Segment Start: Supplied material
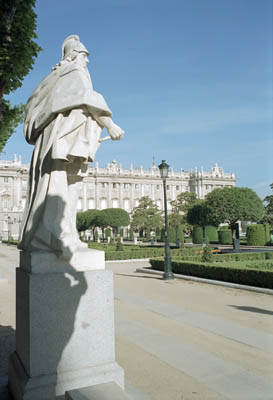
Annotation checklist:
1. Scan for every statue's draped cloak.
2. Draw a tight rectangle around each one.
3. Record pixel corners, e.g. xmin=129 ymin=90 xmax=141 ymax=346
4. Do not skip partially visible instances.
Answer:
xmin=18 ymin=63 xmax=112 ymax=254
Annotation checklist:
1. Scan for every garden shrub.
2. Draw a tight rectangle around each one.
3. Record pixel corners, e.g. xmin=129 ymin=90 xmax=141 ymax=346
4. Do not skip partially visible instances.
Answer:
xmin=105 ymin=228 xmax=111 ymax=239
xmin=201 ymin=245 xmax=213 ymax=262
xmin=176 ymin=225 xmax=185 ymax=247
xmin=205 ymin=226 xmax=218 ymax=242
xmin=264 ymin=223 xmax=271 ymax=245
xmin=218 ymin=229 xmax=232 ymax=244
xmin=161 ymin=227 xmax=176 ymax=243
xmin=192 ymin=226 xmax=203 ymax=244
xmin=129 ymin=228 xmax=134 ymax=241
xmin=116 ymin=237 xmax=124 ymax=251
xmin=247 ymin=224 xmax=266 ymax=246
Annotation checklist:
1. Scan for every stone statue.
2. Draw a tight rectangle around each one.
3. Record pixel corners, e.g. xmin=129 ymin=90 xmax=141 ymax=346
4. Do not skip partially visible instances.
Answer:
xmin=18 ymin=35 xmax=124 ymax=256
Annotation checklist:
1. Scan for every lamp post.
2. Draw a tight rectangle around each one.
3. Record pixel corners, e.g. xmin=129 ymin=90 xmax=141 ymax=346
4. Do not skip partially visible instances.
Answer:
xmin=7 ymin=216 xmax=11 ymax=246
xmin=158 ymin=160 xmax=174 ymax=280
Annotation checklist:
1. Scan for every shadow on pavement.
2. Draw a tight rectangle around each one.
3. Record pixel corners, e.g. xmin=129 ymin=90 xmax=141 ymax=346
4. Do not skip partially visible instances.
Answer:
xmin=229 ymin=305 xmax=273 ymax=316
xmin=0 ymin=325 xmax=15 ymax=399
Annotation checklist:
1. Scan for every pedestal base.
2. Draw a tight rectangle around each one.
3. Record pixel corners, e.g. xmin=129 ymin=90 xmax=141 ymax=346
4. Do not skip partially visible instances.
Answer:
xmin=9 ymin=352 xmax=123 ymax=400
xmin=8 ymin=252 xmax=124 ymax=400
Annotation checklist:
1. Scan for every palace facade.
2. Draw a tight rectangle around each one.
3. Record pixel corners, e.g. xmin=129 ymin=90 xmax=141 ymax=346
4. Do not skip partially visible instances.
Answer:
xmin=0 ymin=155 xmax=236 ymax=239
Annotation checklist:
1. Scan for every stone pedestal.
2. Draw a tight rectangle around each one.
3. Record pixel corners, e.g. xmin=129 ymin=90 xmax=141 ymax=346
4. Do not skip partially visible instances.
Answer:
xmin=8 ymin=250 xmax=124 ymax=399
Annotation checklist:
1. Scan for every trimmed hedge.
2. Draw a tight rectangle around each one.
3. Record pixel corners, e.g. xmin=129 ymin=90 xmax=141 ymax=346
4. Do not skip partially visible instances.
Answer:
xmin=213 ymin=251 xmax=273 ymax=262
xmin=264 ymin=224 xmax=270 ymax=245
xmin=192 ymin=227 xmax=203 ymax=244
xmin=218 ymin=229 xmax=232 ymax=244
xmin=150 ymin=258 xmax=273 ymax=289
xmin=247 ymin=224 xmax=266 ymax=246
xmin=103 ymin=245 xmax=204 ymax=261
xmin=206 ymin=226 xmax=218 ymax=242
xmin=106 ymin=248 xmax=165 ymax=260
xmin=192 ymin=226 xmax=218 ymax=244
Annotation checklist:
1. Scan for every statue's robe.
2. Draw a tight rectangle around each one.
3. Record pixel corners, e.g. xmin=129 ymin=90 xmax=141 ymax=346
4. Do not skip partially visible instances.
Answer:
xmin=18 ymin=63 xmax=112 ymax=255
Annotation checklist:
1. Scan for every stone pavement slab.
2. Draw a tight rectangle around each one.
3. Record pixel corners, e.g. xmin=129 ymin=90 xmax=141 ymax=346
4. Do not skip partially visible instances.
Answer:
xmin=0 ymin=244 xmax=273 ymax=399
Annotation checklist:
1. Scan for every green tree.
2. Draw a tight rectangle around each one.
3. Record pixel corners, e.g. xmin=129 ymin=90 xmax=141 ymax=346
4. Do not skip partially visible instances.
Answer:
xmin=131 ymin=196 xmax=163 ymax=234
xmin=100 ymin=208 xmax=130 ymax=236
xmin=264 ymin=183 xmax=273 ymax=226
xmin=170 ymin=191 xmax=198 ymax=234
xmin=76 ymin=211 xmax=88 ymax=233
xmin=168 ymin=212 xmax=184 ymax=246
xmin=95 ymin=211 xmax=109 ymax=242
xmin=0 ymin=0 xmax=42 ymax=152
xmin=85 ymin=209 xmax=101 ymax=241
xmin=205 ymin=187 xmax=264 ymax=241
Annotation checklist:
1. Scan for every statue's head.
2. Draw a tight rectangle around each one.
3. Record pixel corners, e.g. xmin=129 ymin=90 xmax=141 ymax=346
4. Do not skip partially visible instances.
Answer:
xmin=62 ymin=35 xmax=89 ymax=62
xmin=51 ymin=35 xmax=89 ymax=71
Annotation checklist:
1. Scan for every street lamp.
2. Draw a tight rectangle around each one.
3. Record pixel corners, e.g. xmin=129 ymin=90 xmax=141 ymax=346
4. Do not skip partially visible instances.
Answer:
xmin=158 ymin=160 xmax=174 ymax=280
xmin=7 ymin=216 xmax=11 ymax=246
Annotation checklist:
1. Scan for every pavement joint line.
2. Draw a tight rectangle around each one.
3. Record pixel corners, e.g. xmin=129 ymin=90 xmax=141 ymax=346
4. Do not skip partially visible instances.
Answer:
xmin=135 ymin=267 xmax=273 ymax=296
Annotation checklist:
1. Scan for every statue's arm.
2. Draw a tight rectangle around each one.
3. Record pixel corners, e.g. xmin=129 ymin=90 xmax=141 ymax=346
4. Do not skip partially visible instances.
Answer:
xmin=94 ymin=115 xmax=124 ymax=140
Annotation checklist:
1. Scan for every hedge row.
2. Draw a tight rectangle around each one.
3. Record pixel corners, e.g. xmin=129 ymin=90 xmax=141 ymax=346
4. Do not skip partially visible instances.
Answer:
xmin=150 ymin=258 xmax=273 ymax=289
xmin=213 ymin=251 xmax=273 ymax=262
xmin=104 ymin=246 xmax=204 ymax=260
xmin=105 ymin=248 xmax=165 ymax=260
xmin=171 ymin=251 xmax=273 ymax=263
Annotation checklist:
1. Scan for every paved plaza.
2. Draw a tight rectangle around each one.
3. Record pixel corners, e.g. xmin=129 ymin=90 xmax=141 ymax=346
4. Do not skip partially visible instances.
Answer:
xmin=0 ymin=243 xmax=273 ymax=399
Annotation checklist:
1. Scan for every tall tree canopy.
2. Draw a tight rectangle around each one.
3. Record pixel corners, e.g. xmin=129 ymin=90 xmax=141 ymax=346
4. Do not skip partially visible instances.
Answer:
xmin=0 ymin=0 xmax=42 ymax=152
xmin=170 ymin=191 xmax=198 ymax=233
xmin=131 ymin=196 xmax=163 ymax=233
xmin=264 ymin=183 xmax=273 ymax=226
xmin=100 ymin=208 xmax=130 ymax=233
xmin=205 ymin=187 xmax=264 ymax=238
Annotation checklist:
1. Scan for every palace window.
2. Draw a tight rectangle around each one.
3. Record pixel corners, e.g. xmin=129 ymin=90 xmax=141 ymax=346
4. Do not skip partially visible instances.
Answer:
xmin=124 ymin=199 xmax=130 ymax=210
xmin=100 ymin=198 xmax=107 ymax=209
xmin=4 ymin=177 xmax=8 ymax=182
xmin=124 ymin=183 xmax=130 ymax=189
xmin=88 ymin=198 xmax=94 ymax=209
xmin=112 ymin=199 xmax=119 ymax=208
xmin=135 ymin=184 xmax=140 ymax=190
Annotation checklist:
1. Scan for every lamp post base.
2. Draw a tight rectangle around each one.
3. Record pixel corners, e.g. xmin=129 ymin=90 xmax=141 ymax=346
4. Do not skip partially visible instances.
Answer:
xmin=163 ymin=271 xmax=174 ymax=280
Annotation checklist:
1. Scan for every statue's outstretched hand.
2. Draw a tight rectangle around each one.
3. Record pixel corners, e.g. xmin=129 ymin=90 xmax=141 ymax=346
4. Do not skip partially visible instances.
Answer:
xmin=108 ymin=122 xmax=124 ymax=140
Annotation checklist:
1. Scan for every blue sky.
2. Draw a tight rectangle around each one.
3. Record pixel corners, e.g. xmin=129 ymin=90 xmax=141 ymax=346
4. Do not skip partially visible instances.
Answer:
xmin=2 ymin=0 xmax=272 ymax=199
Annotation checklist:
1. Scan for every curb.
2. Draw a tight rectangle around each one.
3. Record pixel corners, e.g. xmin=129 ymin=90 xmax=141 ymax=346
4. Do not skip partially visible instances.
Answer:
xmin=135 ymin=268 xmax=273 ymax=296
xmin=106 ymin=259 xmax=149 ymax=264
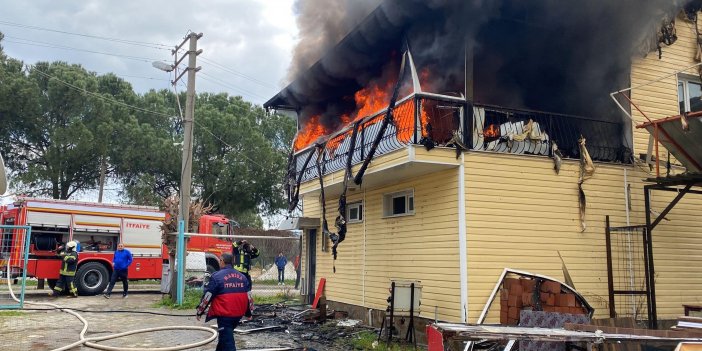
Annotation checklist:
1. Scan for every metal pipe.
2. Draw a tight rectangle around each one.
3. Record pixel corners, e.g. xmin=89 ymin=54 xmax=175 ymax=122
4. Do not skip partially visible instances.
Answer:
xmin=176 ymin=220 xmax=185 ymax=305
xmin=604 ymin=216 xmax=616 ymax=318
Segment End: Supplied material
Report the lines above that have the word "stone" in them.

1. Scan for every stone statue.
1. Scan for every stone pedestal.
1. Scan for every stone pavement slab.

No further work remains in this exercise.